## Your objective
Retype the lines of every item below without any changes, and leave the pictures out of your answer.

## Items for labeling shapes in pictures

▬▬▬

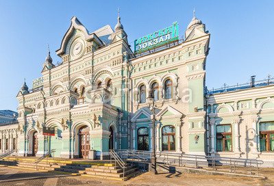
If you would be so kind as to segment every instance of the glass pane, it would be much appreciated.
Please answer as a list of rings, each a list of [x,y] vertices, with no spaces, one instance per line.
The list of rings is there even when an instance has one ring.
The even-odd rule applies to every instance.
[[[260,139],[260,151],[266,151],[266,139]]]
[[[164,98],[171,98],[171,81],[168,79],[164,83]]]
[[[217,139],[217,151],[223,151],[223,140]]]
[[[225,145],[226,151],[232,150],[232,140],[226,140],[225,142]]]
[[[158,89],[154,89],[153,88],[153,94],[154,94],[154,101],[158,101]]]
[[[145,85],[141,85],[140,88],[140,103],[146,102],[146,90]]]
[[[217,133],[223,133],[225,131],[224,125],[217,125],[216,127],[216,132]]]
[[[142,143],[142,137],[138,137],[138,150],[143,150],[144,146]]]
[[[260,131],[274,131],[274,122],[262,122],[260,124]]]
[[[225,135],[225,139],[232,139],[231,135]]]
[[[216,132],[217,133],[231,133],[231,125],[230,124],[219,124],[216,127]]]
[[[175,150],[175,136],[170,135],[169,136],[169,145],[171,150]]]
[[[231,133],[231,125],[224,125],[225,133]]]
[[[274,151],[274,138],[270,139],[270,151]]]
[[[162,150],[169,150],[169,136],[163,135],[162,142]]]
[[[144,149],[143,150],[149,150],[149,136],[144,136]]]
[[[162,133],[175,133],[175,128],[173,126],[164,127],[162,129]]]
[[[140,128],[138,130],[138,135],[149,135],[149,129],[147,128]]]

▬▬▬

## Output of the exercise
If you would be so kind as to segment every instance of the glass pane, it would be much appreciated.
Please answer as a list of rings, each a list of [x,y] vertices, with no spaces, one instance per line.
The list of rings is there even when an instance has one ring.
The even-odd rule applies to every instance.
[[[260,139],[260,151],[266,151],[266,139]]]
[[[164,98],[171,98],[171,81],[168,79],[164,83]]]
[[[217,139],[217,151],[223,151],[223,140]]]
[[[225,145],[226,151],[232,150],[232,140],[226,140],[225,142]]]
[[[158,89],[154,89],[153,88],[153,94],[154,94],[154,101],[158,101]]]
[[[145,85],[141,85],[140,88],[140,103],[146,102],[146,90]]]
[[[217,133],[223,133],[225,131],[224,125],[217,125],[216,127],[216,132]]]
[[[142,143],[142,137],[138,137],[138,150],[143,150],[144,146]]]
[[[260,131],[274,131],[274,122],[262,122],[260,124]]]
[[[225,135],[225,139],[232,139],[231,135]]]
[[[216,132],[217,133],[231,133],[231,125],[230,124],[219,124],[216,127]]]
[[[175,150],[175,136],[170,135],[169,136],[169,145],[171,150]]]
[[[231,133],[231,125],[224,125],[225,133]]]
[[[274,151],[274,138],[270,139],[270,151]]]
[[[162,150],[169,150],[169,136],[163,135],[162,142]]]
[[[144,149],[143,150],[149,150],[149,136],[144,136]]]
[[[162,133],[175,133],[175,128],[173,126],[164,127],[162,129]]]
[[[140,128],[138,130],[138,135],[149,135],[149,129],[147,128]]]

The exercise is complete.